WHAT YOU ARE ASKED TO DO
Return, exactly and in full, the lines of the records below starting at the one with "target | side mirror" and ending at the one with "output | one point per instance, like (336,68)", and no other lines.
── DATASET EXCERPTS ──
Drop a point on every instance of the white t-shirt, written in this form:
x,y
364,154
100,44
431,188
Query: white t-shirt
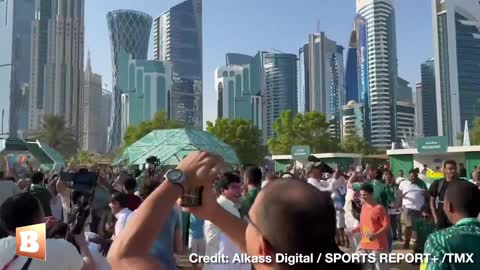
x,y
399,180
101,262
61,255
122,218
413,195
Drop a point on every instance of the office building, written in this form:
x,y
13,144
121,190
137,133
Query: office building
x,y
352,119
322,79
405,121
351,70
280,87
235,100
456,30
144,85
376,37
92,121
404,91
105,117
418,111
39,54
57,63
15,34
177,38
129,33
429,99
237,59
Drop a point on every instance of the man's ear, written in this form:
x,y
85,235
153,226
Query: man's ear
x,y
265,249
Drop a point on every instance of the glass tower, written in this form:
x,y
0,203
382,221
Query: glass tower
x,y
129,33
178,39
16,18
280,87
457,74
351,75
376,30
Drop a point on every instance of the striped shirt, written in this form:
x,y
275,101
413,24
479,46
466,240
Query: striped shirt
x,y
463,237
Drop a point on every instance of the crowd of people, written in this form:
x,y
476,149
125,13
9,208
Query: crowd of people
x,y
136,219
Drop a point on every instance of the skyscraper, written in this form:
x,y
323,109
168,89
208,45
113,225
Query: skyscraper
x,y
405,121
351,74
44,11
429,99
456,34
418,111
237,59
58,54
235,97
280,92
177,38
145,85
92,110
105,117
129,33
376,31
324,79
15,34
404,91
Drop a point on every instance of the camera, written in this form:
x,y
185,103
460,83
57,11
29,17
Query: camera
x,y
83,185
151,165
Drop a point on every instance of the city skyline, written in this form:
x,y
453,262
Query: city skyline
x,y
338,27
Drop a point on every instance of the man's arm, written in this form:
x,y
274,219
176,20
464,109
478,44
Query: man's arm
x,y
385,222
131,249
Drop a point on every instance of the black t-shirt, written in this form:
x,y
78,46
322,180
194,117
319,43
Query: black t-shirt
x,y
435,192
439,194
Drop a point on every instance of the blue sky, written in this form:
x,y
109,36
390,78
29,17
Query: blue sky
x,y
247,26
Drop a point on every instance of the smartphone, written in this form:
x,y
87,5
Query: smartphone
x,y
192,197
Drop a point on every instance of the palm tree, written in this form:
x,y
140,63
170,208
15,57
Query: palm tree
x,y
55,132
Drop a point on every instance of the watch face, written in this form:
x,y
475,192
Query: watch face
x,y
174,175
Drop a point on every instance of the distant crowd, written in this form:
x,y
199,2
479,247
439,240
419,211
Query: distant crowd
x,y
135,219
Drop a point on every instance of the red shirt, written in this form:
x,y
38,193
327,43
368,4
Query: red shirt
x,y
133,202
372,220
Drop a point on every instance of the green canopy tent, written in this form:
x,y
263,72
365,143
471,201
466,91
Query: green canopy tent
x,y
171,145
48,158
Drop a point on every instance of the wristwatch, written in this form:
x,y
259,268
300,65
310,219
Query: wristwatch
x,y
176,177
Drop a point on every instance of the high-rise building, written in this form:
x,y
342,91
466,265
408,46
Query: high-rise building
x,y
429,99
404,91
129,33
93,136
456,34
105,118
351,74
405,121
235,99
418,111
15,34
280,91
145,85
57,62
323,79
177,38
44,11
376,36
352,117
237,59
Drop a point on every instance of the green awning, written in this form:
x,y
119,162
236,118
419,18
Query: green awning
x,y
171,145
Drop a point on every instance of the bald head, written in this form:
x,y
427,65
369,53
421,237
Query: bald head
x,y
295,217
464,198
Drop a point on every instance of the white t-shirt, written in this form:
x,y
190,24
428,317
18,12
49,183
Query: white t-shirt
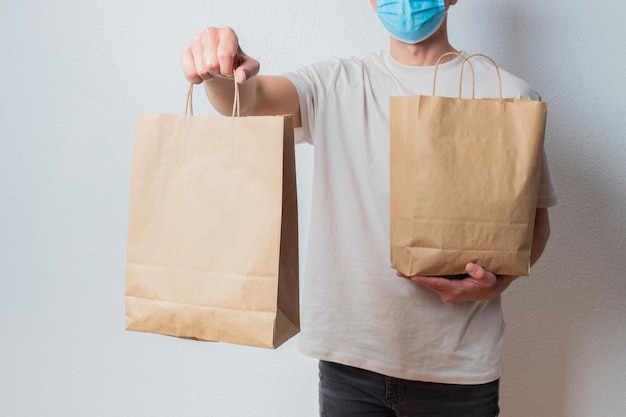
x,y
354,310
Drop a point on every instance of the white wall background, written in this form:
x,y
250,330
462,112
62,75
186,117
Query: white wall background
x,y
74,73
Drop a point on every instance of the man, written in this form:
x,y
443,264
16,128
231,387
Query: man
x,y
419,346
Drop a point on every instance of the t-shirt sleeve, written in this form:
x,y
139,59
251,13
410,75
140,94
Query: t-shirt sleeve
x,y
307,94
313,84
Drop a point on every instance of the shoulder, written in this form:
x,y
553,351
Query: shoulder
x,y
326,74
512,85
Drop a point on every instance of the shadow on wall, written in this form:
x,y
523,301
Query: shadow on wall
x,y
563,325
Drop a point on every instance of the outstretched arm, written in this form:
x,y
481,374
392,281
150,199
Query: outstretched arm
x,y
214,56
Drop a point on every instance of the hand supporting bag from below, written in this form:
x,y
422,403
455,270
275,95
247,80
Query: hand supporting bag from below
x,y
212,236
464,181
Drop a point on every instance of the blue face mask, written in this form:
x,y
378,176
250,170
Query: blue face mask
x,y
411,21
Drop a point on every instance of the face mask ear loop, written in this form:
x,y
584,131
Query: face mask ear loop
x,y
473,81
189,103
437,66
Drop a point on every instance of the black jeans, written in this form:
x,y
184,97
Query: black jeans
x,y
351,392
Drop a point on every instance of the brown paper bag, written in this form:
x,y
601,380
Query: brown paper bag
x,y
464,182
212,235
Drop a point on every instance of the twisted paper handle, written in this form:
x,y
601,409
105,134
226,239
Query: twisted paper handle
x,y
236,101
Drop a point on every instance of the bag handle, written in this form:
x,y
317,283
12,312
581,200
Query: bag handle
x,y
458,54
467,59
236,101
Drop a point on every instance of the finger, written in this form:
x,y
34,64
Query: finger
x,y
189,67
204,50
227,50
475,271
436,284
246,67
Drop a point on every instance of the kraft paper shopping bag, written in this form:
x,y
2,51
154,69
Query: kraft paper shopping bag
x,y
212,234
464,182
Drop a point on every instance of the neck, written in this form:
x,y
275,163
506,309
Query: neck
x,y
425,53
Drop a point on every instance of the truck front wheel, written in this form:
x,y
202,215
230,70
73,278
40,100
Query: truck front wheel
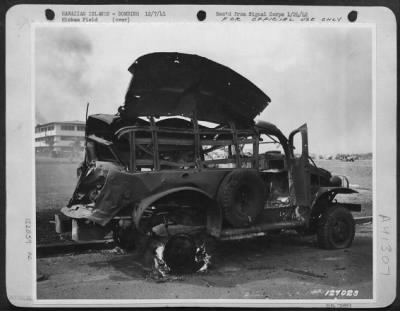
x,y
336,228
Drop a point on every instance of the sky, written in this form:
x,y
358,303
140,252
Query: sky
x,y
320,75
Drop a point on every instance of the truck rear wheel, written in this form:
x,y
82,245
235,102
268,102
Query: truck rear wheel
x,y
336,228
242,196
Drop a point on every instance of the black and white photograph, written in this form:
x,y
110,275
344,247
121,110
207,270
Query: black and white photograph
x,y
221,161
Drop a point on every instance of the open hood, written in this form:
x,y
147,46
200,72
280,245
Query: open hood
x,y
166,84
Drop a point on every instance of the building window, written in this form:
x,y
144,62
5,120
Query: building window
x,y
67,127
73,138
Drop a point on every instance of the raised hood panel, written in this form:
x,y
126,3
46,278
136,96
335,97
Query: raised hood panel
x,y
183,84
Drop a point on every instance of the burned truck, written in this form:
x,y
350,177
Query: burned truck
x,y
184,153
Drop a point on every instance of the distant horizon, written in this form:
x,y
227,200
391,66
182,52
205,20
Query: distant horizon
x,y
321,76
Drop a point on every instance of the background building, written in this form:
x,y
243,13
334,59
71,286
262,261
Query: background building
x,y
60,138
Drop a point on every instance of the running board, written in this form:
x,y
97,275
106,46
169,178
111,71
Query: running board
x,y
257,230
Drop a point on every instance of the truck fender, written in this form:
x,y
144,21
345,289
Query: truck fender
x,y
325,195
214,213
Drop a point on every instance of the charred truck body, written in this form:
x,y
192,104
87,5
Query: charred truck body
x,y
184,152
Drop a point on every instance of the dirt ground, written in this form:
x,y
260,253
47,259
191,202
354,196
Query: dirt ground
x,y
284,266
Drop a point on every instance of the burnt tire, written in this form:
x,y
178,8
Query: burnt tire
x,y
336,228
242,196
179,253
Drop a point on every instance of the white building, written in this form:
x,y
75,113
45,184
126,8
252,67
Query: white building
x,y
59,138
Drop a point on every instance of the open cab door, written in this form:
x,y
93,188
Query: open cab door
x,y
301,190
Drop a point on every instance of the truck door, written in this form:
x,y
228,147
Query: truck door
x,y
298,140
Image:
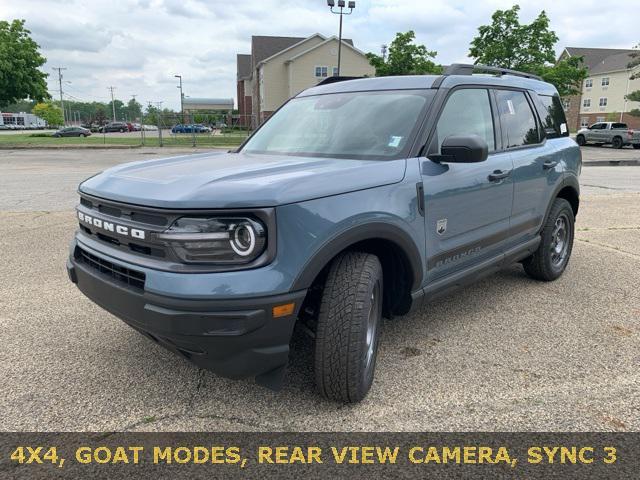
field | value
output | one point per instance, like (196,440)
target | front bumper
(234,338)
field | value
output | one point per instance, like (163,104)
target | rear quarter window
(554,122)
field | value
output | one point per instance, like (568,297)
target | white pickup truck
(616,133)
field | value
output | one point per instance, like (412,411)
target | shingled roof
(263,47)
(601,60)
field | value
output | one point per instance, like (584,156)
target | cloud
(139,45)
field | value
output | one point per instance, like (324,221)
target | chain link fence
(177,130)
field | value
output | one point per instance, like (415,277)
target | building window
(321,72)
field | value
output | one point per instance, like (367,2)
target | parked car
(617,134)
(114,127)
(405,189)
(190,128)
(72,132)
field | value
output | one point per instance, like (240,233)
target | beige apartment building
(280,67)
(603,96)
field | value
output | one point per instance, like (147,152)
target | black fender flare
(366,231)
(567,181)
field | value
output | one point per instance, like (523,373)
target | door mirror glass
(462,149)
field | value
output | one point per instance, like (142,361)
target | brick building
(603,96)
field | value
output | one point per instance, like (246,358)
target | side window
(517,120)
(554,122)
(467,112)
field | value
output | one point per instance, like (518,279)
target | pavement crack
(609,247)
(199,385)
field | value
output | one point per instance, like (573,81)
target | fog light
(283,310)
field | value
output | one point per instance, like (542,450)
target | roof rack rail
(468,69)
(335,79)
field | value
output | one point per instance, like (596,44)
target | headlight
(221,240)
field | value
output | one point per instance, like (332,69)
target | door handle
(498,175)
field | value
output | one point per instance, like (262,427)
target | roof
(243,62)
(324,42)
(423,82)
(601,60)
(263,47)
(207,101)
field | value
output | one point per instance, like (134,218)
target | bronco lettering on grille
(111,227)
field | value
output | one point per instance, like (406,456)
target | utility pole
(341,6)
(181,97)
(59,69)
(113,104)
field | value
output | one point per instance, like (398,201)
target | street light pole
(341,6)
(181,97)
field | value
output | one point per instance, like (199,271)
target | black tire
(552,256)
(617,142)
(348,329)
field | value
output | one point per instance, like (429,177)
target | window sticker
(394,141)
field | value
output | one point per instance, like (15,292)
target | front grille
(127,276)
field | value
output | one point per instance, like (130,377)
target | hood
(238,180)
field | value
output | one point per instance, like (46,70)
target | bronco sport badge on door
(441,226)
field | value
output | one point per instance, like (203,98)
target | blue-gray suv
(357,200)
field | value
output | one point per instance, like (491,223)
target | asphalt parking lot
(506,354)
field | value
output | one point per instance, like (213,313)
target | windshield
(358,125)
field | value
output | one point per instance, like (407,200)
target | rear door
(536,165)
(467,205)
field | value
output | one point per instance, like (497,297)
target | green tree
(20,62)
(635,95)
(507,43)
(50,113)
(405,58)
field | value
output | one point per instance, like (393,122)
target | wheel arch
(395,248)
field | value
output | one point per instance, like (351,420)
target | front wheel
(552,256)
(617,142)
(348,329)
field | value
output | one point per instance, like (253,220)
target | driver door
(467,205)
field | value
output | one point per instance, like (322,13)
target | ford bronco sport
(357,200)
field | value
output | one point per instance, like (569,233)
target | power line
(59,69)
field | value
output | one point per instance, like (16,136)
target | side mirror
(462,149)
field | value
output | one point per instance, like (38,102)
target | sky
(137,46)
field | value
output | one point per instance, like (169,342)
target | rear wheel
(617,142)
(348,329)
(554,251)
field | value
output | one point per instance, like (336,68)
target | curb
(612,163)
(111,147)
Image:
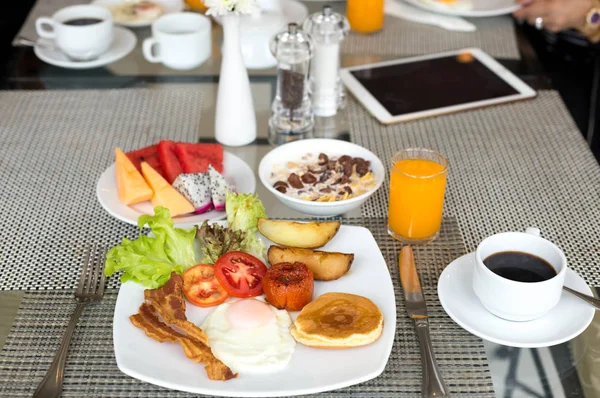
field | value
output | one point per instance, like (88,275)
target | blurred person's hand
(554,15)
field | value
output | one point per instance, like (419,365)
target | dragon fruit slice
(195,188)
(218,188)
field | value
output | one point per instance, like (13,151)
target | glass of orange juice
(417,187)
(365,16)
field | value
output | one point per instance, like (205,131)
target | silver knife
(433,383)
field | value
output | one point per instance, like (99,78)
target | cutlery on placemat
(399,9)
(90,288)
(433,383)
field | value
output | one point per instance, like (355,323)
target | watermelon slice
(195,158)
(168,160)
(149,155)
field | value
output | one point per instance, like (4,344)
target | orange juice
(417,189)
(365,16)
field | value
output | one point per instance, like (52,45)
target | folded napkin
(399,9)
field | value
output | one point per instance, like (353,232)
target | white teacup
(179,40)
(79,42)
(512,300)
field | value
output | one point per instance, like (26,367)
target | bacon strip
(167,303)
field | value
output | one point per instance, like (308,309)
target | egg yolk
(250,313)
───
FINISHED EXERCISE
target | side mirror
(462,149)
field | value
output | one point per instance, like (38,102)
target | sky
(137,46)
field | value
output | one point per instance, like (169,342)
target | rear wheel
(617,142)
(348,329)
(554,251)
field | value
output | one point per instance, like (336,68)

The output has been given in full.